* **GIVEN REQUEST 1**
Answer these from the Oban Times letter:
(a) To whom was a memorial recently erected in Kintail?
(b) Which chief does the writer say the Macraes served and acknowledged?
(c) In what year was the office of Highland Chief abolished?
* **GIVEN REQUEST 2**
Write out the part of the Oban Times letter that opens with the words containing "The Oban Times, 13" and closes with "the Clan Macrae.".
* **GIVEN REQUEST 3**
List every official register, record office, or court named in the Oban Times letter.

OT: 13 August 1927 – Alexander Macrae “Chief of the Clan Macrae”

The Oban Times, 13 August, 1927

Chief of the Clan Macrae

 Shephall Directory, Stevenage, Herts., 6 August, 1927

Sir,–It is with no small reluctance that I return to the sordid controversy about the Chiefship of the clan Macrae, but I see that a memorial has recently been erected in Kintail to the late Sir Colin Macrae, who is described as the late Chief of the Clan Macrae.

With regard to this claim I should like to point out once more that it is as certain and has been as incontrovertibly proved as anything in history can be, that the Macrae’s never had, never claimed, and never served or acknowledged any other chief than Seaforth, whose clan they were in a very special sense.

Some years ago the Registry House in Edinburgh was searched by an expert for information about the Clan Macrae, but no reference was found to a Chief of that name. If there ever had been such a Chiefship how is it that it is the only Highland Chiefship of which no documentary evidence is anywhere to be found.

There is no evidence to show that the Inverinate family ever owned a single acre of land in Kintail. Such lands as they occupied they held like other members of their Clan from their Chief the Earl of Seaforth, and so far as I could ever learn there is not even a local tradition that any member of that family ever acted as Chief of his own or of any other Clan.

The Inverinate claim was investigated by the ablest lawyers in the court of the Lyon King, but not a scrap of evidence was produced in support of it. This was nineteen years ago, but no evidence of a Macrae Chiefship has yet been discovered, yet one documentary mention of such a Chiefship before the office of Highland Chief was abolished in 1747, might possibly be quite sufficient to establish this claim.

The present claimant has recently recorded arms in the Lyon Register. If he is a Chief or the lineal heir of a Chief, why has he not received the arms of the Chief?

* **STORED RECORDS**

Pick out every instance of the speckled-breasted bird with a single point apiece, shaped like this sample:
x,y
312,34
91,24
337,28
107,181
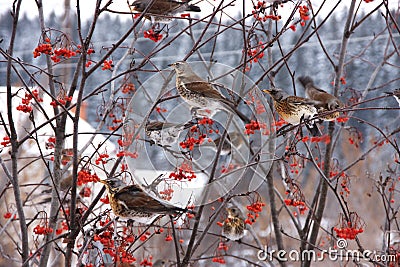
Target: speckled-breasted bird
x,y
294,109
162,10
325,101
130,201
199,93
234,226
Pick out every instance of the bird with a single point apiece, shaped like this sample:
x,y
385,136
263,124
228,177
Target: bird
x,y
162,10
130,201
395,94
234,139
160,263
234,226
294,109
325,101
165,133
199,93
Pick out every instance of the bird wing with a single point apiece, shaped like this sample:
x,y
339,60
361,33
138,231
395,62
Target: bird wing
x,y
206,89
160,7
135,197
297,100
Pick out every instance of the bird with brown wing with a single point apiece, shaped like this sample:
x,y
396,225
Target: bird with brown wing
x,y
130,201
395,94
234,226
163,10
325,101
295,109
201,94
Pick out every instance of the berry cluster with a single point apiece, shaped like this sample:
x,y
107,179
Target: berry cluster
x,y
342,119
43,49
256,53
107,65
296,203
219,259
25,102
64,227
184,172
152,35
166,194
253,126
304,14
254,210
102,159
62,53
51,141
85,192
128,88
42,230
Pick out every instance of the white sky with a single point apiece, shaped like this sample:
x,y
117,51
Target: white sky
x,y
87,6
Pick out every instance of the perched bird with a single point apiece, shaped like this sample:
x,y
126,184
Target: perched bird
x,y
232,141
294,109
199,93
326,101
162,10
130,201
165,133
395,94
233,226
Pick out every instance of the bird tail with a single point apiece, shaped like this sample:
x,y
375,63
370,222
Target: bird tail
x,y
305,80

* **SOLUTION 1**
(a) The late Sir Colin Macrae
(b) Seaforth (the Earl of Seaforth)
(c) 1747

* **SOLUTION 2**
The Oban Times, 13 August, 1927

Chief of the Clan Macrae

 Shephall Directory, Stevenage, Herts., 6 August, 1927

Sir,–It is with no small reluctance that I return to the sordid controversy about the Chiefship of the clan Macrae, but I see that a memorial has recently been erected in Kintail to the late Sir Colin Macrae, who is described as the late Chief of the Clan Macrae.

* **SOLUTION 3**
- The Registry House in Edinburgh
- The court of the Lyon King
- The Lyon Register